**À FAIRE**
• a. D'après le passage source, sur quels morceaux Dre était-il crédité ?
• b. Recopiez l'extrait du passage source compris entre « Dre et Suge » et « se faisait tabasser. », bornes incluses.

**PASSAGE SOURCE**
- - -

Dre et Suge étaient copains comme cochons à l’époque, les deux meilleurs potes. Dre disait : « Je vais créer le plus gros label du monde ». Et musicalement, il a fait la job ! Ce que beaucoup de gens ne savent pas, c’est que Dre était crédité sur TOUS les morceaux. OK, il travaillait beaucoup, mais il n’a pas tout écrit tout seul. Personne ne touchait de droits d’auteur. L’histoire se répétait, c’était comme avec la Motown. Sauf que là, c’était la Motown saupoudrée de piment – parce qu’au moins chez Motown, personne ne se faisait tabasser.

- - -

**ITEMS**

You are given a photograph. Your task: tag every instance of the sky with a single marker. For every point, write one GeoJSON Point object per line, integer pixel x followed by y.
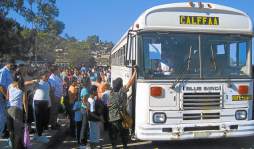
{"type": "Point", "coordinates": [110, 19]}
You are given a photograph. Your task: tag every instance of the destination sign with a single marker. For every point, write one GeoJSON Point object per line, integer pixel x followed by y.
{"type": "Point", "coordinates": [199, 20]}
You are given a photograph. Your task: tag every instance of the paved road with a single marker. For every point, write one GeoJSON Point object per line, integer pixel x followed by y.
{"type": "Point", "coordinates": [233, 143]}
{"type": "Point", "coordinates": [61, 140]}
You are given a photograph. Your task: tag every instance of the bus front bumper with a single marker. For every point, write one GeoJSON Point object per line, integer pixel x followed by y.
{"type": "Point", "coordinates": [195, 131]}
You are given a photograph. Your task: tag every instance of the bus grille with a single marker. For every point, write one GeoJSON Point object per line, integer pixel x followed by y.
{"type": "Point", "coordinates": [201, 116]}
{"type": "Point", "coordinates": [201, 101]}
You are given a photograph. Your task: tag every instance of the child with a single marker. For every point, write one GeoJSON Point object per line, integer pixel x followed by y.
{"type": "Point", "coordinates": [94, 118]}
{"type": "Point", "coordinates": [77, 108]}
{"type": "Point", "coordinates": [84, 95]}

- - -

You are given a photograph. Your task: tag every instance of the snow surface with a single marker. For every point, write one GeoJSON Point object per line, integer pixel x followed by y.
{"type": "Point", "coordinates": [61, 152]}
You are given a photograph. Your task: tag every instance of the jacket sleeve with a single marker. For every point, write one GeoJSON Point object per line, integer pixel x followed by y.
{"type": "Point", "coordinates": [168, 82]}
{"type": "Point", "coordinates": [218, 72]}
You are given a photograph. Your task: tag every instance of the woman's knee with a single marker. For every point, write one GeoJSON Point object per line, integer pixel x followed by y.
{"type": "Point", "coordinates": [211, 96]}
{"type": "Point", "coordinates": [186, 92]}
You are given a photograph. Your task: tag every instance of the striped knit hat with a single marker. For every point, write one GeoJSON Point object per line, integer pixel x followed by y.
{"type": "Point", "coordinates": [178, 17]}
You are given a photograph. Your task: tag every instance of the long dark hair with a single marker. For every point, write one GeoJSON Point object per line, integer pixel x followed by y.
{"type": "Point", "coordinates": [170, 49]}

- - -

**SOLUTIONS**
• a. Sur tous les morceaux.

• b.
Dre et Suge étaient copains comme cochons à l’époque, les deux meilleurs potes. Dre disait : « Je vais créer le plus gros label du monde ». Et musicalement, il a fait la job ! Ce que beaucoup de gens ne savent pas, c’est que Dre était crédité sur TOUS les morceaux. OK, il travaillait beaucoup, mais il n’a pas tout écrit tout seul. Personne ne touchait de droits d’auteur. L’histoire se répétait, c’était comme avec la Motown. Sauf que là, c’était la Motown saupoudrée de piment – parce qu’au moins chez Motown, personne ne se faisait tabasser.